*Task requirements*: Transcribe each line below verbatim; pictures excluded.
------------------------------------------------
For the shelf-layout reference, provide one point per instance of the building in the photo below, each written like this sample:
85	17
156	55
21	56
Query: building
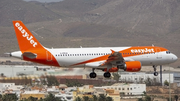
35	94
90	90
142	77
128	89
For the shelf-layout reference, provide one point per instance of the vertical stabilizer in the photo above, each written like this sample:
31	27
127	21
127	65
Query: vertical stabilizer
25	38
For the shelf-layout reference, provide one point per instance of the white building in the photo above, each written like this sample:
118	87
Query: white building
128	89
141	77
6	85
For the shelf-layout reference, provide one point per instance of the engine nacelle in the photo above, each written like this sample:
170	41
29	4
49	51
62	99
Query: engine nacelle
114	69
132	66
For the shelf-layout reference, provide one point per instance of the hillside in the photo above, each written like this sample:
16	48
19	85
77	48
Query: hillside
94	23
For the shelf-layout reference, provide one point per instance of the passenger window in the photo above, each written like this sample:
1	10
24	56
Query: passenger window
168	52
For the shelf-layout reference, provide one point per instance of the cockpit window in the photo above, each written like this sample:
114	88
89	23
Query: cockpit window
168	52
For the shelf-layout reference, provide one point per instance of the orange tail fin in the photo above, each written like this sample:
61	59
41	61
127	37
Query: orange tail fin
25	38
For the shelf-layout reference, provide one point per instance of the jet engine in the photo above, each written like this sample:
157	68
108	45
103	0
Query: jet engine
131	66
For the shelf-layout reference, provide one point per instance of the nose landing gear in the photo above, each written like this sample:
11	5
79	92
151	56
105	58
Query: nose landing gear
155	73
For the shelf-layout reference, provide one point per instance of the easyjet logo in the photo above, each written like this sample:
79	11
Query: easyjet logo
142	50
26	35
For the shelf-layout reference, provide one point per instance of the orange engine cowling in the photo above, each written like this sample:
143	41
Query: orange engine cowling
114	69
132	66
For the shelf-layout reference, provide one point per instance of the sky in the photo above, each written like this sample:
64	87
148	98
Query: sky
43	1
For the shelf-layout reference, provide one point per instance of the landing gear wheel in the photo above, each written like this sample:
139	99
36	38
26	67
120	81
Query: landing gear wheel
107	75
92	75
155	73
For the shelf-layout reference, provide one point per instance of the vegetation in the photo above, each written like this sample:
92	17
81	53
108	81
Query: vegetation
176	97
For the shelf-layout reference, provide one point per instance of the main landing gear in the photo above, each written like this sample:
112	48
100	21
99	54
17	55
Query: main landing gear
155	73
93	74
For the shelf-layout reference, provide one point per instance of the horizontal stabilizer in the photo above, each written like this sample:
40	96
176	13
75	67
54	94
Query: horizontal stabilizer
29	55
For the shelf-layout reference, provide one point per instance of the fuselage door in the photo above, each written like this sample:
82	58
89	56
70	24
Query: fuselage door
158	54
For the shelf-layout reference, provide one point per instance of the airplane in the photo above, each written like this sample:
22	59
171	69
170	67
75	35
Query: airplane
107	59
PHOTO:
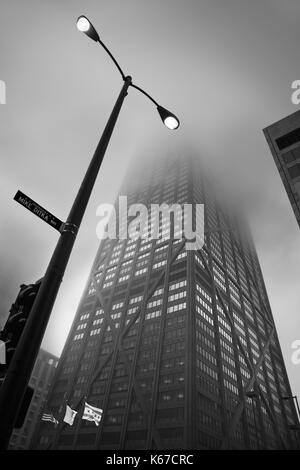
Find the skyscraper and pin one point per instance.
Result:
(283, 138)
(178, 347)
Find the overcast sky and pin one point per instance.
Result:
(224, 66)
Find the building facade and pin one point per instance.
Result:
(40, 380)
(283, 138)
(178, 347)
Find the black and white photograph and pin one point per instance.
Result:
(150, 229)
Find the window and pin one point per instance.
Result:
(294, 171)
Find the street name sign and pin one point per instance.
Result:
(38, 210)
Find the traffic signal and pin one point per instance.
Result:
(14, 326)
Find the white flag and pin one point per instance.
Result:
(91, 413)
(69, 415)
(49, 417)
(2, 352)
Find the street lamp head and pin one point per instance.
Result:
(85, 26)
(169, 119)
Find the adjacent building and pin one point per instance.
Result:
(178, 347)
(283, 138)
(40, 380)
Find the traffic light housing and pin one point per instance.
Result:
(15, 323)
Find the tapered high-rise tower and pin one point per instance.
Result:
(178, 347)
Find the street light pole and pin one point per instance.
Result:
(17, 377)
(18, 374)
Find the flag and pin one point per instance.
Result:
(69, 415)
(49, 417)
(2, 352)
(91, 413)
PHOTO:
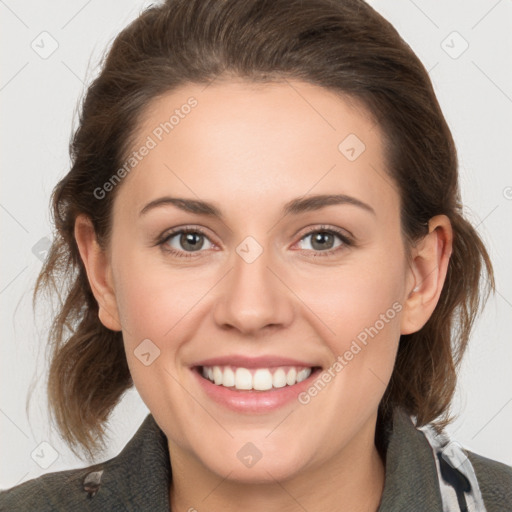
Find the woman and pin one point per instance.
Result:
(262, 232)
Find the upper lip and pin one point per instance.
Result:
(242, 361)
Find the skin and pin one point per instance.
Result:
(250, 149)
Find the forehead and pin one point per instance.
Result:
(235, 142)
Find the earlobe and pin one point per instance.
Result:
(429, 266)
(98, 270)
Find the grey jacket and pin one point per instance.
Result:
(137, 480)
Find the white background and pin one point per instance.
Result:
(39, 97)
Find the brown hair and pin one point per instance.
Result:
(342, 45)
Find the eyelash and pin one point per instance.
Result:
(347, 242)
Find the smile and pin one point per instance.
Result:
(258, 379)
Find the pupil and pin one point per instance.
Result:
(322, 237)
(188, 239)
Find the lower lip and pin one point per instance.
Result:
(254, 401)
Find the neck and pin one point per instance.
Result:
(351, 480)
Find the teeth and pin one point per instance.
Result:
(260, 379)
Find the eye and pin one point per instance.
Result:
(323, 240)
(183, 242)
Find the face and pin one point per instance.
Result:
(279, 275)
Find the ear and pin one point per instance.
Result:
(98, 268)
(430, 258)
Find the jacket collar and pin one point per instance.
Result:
(141, 473)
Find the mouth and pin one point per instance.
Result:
(254, 386)
(256, 379)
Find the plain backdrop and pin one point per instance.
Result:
(50, 51)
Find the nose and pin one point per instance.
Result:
(254, 298)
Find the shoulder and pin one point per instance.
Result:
(62, 490)
(137, 479)
(495, 481)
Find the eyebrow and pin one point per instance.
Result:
(294, 207)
------------------------------------------------
*Solution to the problem*:
For the shelf-layout reference, provide one point per instance of the building in the photo below, each written like this sample:
85	17
156	55
21	56
Query: building
35	94
90	90
142	77
128	89
For the shelf-layout reference, provide one point per instance of the vertical stabilizer in the photo above, each written like this sample:
31	27
127	21
127	65
Query: vertical stabilizer
25	38
For the shelf-layout reference, provide one point per instance of the white building in the photo above, each written like this sample:
118	87
Query: white building
128	89
141	77
6	85
For the shelf-layout reference, provide one point per instance of the engine nacelle in the photo above, each written like this sample:
170	41
29	4
49	51
62	99
Query: engine nacelle
114	69
132	66
For the shelf-layout reference, provide one point per instance of the hillside in the photo above, each written like this sample:
16	48
19	85
77	48
Query: hillside
94	23
For the shelf-layout reference, provide one point per instance of the passenger window in the photo above, each written like this sample:
1	10
24	56
Query: passenger window
168	52
For the shelf-layout reference, provide one point per instance of the cockpit window in the photo above, each written like this sample:
114	88
89	23
Query: cockpit window
168	52
For the shelf-layout reference, provide one point per instance of the orange tail fin in the photo above, each written like this sample:
61	59
41	61
127	37
Query: orange tail fin
25	38
For the shelf-layout reference, provide one point per instance of the jet engine in the photo above, each written like this sample:
157	68
108	45
103	0
Query: jet engine
131	66
For the shelf-layout reference, provide one point per instance of the nose landing gear in the photo above, each written like this sample:
11	5
79	92
151	56
105	58
Query: nose landing gear
155	73
For the shelf-layout reference, provide one point per instance of the easyjet logo in the photo above, each written like this sample:
79	11
Query: easyjet logo
142	50
26	35
For the shelf-layout reference, provide one point per instance of the orange engine cowling in the photo above, each written like this sample:
143	41
Query: orange engine cowling
114	69
132	66
For the shelf-layout reference, provide one point per instance of the sky in the photo above, each written like this sample:
64	87
148	98
Query: sky
43	1
For the shelf-layout reference, provide one point per instance of the landing gear wheel in the photo above, each written like this sample:
139	99
36	38
26	67
120	81
Query: landing gear wheel
107	75
92	75
155	73
For the shelf-layout reference, provide one point per instance of the vegetation in the photo above, each written like this sample:
92	17
81	53
108	81
Query: vegetation
176	97
For the shelf-layout reference, provide one point per instance of the main landing gear in the photo above, each written like this sample:
112	48
100	21
99	54
17	55
Query: main landing gear
155	73
93	74
For the shelf-layout reference, provide one point per instance of the horizontal stabilizer in the photo above, each written like this sample:
40	96
176	13
75	67
54	94
Query: horizontal stabilizer
29	55
For the shelf-layout reference, provide one point per instance of the fuselage door in the photo above, each written like this sample:
82	58
89	56
70	24
Query: fuselage door
158	54
For the shelf-layout reference, provide one point per instance of the airplane in the photo above, each written like this sample:
22	59
171	69
170	67
75	35
Query: airplane
107	59
PHOTO:
Find the skyscraper and pin one point per instance.
Result:
(283, 138)
(178, 347)
Find the overcast sky and pin one point per instance.
Result:
(224, 66)
Find the building facade and pin one point per instance.
Result:
(40, 380)
(283, 138)
(178, 347)
Find the black and white photograph and pin one point per instance.
Result:
(150, 229)
Find the window and pin one point per instance.
Result:
(294, 171)
Find the street name sign and pin one point per instance.
Result:
(38, 210)
Find the traffic signal and pin one point per instance.
Result:
(14, 326)
Find the white flag and pin one point per instance.
Result:
(91, 413)
(69, 415)
(49, 417)
(2, 352)
Find the street lamp head and pin one point per instance.
Result:
(85, 26)
(169, 119)
Find the adjacent building and pin one point per instance.
Result:
(178, 347)
(283, 138)
(40, 380)
Find the traffic light housing and pin one point per instance.
Result:
(15, 323)
Find the tapered high-rise tower and pin one point per instance.
Result:
(178, 347)
Find the street light pole and pin one point per instance.
Result:
(17, 377)
(18, 374)
Find the flag and pin one point per instance.
Result:
(69, 415)
(49, 417)
(2, 352)
(91, 413)
PHOTO:
Find the woman and pin one point per instance.
Result:
(262, 232)
Find the upper lip and pin one point per instance.
Result:
(242, 361)
Find the skin and pin one point per instance.
Result:
(250, 149)
Find the forehead and pin one point per instance.
Result:
(235, 142)
Find the earlobe and pin one point per instance.
Result:
(429, 266)
(98, 270)
Find the grey jacket and pin one point per instance.
Result:
(137, 480)
Find the white background and pin one point per instance.
Result:
(39, 97)
Find the brown hair and pin one point per instance.
Result:
(342, 45)
Find the eyelash and pin one point per instance.
Result:
(347, 242)
Find the smile and pin one point per instance.
Result:
(258, 379)
Find the pupil and pin one point per instance.
Result:
(322, 237)
(188, 239)
Find the lower lip and pin one point per instance.
Result:
(254, 401)
Find the neck and pin one point per instance.
Result:
(351, 480)
Find the teeth and pin one point per instance.
Result:
(260, 379)
Find the eye and pin one point per instance.
Result:
(323, 240)
(183, 242)
Find the face and pin one point per instance.
Result:
(279, 275)
Find the ear and pin one point per instance.
Result:
(98, 268)
(430, 258)
Find the jacket collar and pin one point per instance.
Result:
(141, 473)
Find the mouth and pin one point per instance.
Result:
(254, 386)
(256, 379)
Find the plain backdrop and pin one point per instance.
Result:
(50, 51)
Find the nose and pin one point per instance.
Result:
(254, 298)
Find the shoulder and pin one point per instance.
Result:
(62, 490)
(137, 479)
(495, 481)
Find the eyebrow and pin one point per instance.
Result:
(294, 207)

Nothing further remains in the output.